(Things to do)
1. From the passage on TMDL litigation, set down the text starting at "Given the limits" and ending at "again in 1992.".
2. Answer these questions from the passage on TMDL litigation:
(a) What is the full name of the calculation abbreviated TMDL?
(b) In what year did EPA promulgate its TMDL rules?
(c) In which two years did EPA amend those rules?

(Source document)

::::

The Rise and Repose of Assimilation-Based Water Quality, Part I: TMDL Litigation
The Clean Water Act (CWA) is designed to "protect and maintain" the "chemical, physical[,] and biological integrity" of the nation's waters. How to get there? Three steps. First, establish water quality standards (standards) to make sure each state water body is safe and clean enough to use for its common purpose, such as drinking, fishing, swimming, and boating. Second, require point sources to implement categorical engineering solutions to reduce pollutants in effluent discharge. Third, where these solutions are not sufficient to ensure compliance with standards for receiving water, use site-specific ones. How? Determine how much pollution a water body can assimilate before it no longer meets standards. Calculated day to day across the seasons and allowing for a margin of safety, we call this a total maximum daily load (TMDL). Then apportion the TMDL among sources, both point and nonpoint. Results? Water safe and clean enough for common uses such as fishing, swimming, boating, drinking, and commerce.
Given the limits of technology-based approaches, TMDLs have become the CWA's linchpin. The U.S. Congress intended for states and the U.S. Environmental Protection Agency (EPA) to set TMDLs beginning in 1974. It didn't happen. EPA promulgated rules in 1979, but thereafter, still no luck. In 1984, a federal court of appeals found a state's "prolonged failure" to set a TMDL for an impaired water amounted to a "constructive submission" of no TMDL, which EPA was duty bound to approve or disapprove. Seeking clarity and programmatic relevance, EPA amended its TMDL rules in 1985, and again in 1992.

::::

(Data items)
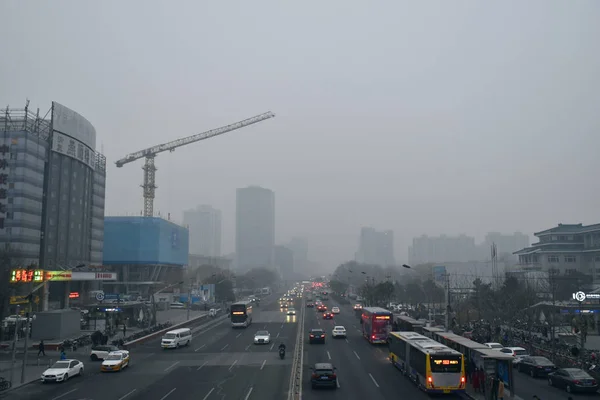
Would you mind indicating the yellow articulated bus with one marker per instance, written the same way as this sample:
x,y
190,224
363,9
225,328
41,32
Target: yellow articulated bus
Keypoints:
x,y
433,367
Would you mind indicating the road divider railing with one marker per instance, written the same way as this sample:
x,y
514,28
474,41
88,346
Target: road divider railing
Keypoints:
x,y
186,324
295,392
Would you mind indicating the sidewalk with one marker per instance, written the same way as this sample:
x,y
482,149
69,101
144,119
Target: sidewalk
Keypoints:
x,y
32,372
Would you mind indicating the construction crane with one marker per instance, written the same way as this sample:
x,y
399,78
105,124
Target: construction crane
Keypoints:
x,y
149,168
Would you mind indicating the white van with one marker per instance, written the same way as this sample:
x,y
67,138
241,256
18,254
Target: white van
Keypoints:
x,y
176,338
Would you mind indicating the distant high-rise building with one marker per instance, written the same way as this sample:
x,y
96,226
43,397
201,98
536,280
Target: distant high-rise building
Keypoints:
x,y
255,228
204,224
426,249
284,261
376,247
299,247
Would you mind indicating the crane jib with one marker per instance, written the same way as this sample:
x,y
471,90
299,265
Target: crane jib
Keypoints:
x,y
148,185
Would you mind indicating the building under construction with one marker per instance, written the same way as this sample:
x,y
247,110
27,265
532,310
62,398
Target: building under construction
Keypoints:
x,y
52,185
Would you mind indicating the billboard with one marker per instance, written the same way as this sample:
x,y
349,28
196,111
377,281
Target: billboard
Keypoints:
x,y
70,123
144,241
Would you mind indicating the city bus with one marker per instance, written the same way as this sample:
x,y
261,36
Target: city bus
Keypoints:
x,y
433,367
241,314
376,324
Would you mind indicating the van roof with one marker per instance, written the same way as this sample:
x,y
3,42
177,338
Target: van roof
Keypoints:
x,y
180,330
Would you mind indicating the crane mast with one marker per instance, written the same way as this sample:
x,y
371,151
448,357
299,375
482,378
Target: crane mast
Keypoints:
x,y
149,184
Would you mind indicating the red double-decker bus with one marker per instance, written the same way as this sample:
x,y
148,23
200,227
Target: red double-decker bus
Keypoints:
x,y
376,324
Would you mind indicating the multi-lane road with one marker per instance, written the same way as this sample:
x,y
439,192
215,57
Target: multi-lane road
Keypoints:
x,y
221,362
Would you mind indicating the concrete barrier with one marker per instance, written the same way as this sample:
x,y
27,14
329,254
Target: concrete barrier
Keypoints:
x,y
154,335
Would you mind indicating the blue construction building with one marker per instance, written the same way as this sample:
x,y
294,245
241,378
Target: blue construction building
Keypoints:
x,y
144,251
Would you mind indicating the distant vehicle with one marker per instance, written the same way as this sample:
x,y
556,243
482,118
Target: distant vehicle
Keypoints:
x,y
376,324
338,331
494,346
316,336
323,374
241,314
573,380
115,361
262,337
62,370
536,366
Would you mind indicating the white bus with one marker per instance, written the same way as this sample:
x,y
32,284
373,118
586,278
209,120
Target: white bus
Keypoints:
x,y
241,314
434,368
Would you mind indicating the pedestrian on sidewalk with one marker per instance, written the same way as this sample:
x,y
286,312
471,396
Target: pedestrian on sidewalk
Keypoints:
x,y
41,349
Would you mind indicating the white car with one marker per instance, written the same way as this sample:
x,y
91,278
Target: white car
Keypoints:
x,y
494,346
62,370
338,331
115,361
262,337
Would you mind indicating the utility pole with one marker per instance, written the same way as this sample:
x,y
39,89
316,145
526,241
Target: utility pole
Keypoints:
x,y
447,301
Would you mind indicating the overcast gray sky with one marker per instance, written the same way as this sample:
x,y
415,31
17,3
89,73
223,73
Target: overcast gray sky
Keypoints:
x,y
421,117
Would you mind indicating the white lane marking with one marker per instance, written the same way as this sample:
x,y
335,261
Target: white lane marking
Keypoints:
x,y
64,394
121,398
172,365
374,381
208,394
167,395
200,367
233,365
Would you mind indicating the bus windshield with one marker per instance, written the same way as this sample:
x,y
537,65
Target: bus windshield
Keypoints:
x,y
445,364
380,325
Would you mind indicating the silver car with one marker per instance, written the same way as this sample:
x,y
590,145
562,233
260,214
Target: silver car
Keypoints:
x,y
262,337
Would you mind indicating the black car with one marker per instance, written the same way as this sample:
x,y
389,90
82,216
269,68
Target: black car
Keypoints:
x,y
323,374
536,366
573,380
316,335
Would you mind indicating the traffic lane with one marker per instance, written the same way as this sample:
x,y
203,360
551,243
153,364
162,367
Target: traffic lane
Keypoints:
x,y
240,340
366,365
527,387
198,383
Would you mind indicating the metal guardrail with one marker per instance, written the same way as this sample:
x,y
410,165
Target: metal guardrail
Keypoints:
x,y
295,392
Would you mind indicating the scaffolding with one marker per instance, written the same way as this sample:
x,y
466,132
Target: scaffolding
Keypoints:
x,y
22,119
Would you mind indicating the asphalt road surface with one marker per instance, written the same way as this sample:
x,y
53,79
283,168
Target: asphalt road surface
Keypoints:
x,y
220,363
364,370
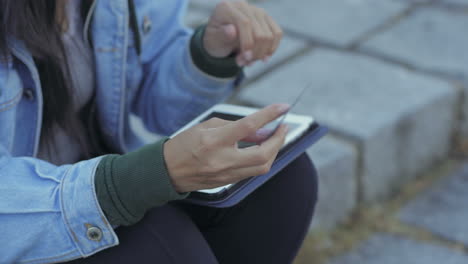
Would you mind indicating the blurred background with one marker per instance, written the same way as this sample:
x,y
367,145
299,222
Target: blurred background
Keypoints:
x,y
390,80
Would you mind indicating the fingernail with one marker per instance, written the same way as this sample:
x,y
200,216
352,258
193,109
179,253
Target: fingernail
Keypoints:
x,y
282,108
263,132
248,55
240,62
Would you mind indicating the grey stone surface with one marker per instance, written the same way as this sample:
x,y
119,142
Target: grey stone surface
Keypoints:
x,y
288,47
458,2
402,120
430,39
210,3
335,161
337,21
444,209
388,249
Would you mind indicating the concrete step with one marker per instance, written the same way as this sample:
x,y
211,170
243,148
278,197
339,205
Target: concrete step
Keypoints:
x,y
401,121
430,39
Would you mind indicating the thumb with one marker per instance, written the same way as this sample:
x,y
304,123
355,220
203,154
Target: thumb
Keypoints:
x,y
230,32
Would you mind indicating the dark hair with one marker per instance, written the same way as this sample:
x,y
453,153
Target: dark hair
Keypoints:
x,y
34,23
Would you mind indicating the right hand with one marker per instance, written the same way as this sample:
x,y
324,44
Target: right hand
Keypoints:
x,y
206,156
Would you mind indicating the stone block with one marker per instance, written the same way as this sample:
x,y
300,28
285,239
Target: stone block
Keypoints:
x,y
141,131
335,161
432,40
444,209
389,249
288,47
401,120
336,21
195,17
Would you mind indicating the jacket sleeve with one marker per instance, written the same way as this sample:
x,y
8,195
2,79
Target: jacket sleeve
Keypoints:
x,y
49,213
173,90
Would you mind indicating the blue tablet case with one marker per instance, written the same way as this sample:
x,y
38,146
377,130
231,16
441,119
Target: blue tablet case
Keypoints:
x,y
232,196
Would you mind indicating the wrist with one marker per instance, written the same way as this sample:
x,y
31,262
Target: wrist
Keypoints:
x,y
218,67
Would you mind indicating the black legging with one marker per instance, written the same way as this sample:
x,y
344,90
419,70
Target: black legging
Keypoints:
x,y
269,226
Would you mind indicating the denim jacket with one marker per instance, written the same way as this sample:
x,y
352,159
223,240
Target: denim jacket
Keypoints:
x,y
50,213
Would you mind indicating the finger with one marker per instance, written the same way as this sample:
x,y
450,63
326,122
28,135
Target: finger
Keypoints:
x,y
266,152
244,29
230,32
277,33
266,38
258,31
248,125
259,136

::::

(Response list)
1.
Given the limits of technology-based approaches, TMDLs have become the CWA's linchpin. The U.S. Congress intended for states and the U.S. Environmental Protection Agency (EPA) to set TMDLs beginning in 1974. It didn't happen. EPA promulgated rules in 1979, but thereafter, still no luck. In 1984, a federal court of appeals found a state's "prolonged failure" to set a TMDL for an impaired water amounted to a "constructive submission" of no TMDL, which EPA was duty bound to approve or disapprove. Seeking clarity and programmatic relevance, EPA amended its TMDL rules in 1985, and again in 1992.

2.
(a) Total maximum daily load
(b) 1979
(c) 1985 and 1992